| Work request |
Tally the lines of the entries in which the string "below" occurs, and say only how many.
Segment Start: Data extract
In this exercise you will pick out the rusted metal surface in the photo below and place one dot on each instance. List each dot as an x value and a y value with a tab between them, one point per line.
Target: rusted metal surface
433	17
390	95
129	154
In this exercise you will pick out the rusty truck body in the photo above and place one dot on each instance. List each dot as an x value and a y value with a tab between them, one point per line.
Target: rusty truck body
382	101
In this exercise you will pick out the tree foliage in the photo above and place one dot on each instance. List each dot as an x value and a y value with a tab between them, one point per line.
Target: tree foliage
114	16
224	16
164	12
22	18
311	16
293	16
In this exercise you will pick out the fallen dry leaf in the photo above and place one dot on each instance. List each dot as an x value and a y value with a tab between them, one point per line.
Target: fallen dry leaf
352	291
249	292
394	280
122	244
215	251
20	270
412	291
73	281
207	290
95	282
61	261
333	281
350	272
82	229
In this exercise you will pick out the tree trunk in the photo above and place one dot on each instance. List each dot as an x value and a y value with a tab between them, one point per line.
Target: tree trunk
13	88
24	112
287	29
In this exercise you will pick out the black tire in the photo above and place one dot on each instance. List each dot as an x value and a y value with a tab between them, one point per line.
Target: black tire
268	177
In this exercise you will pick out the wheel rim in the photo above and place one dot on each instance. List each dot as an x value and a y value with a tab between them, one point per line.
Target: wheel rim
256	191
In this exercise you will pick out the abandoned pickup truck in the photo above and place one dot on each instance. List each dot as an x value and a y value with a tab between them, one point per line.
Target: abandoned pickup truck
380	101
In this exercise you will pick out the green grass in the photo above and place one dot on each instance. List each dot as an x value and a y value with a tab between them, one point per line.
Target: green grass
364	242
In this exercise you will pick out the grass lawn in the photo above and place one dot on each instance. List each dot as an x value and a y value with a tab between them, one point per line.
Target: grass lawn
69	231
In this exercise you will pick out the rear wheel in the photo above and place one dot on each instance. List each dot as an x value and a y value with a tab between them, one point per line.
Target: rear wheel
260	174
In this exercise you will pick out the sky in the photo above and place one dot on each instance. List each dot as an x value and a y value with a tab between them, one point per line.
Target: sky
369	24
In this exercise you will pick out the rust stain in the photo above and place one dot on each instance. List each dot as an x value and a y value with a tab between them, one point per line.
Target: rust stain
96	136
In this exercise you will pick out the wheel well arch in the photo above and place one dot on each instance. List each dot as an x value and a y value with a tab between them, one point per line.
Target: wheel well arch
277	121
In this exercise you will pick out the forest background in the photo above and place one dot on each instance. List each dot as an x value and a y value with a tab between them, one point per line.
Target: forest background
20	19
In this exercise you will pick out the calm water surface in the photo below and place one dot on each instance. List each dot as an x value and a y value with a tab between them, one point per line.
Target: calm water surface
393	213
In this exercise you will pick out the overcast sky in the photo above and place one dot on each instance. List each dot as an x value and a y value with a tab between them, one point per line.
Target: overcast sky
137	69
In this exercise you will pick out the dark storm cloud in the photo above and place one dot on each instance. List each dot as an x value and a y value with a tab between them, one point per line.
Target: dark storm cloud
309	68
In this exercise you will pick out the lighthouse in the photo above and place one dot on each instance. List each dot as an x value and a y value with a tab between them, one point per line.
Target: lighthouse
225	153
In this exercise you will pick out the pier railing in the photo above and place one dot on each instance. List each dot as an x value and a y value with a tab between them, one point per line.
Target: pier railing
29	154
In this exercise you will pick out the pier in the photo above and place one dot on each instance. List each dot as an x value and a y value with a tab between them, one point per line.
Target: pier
Segment End: Data extract
| Solution |
2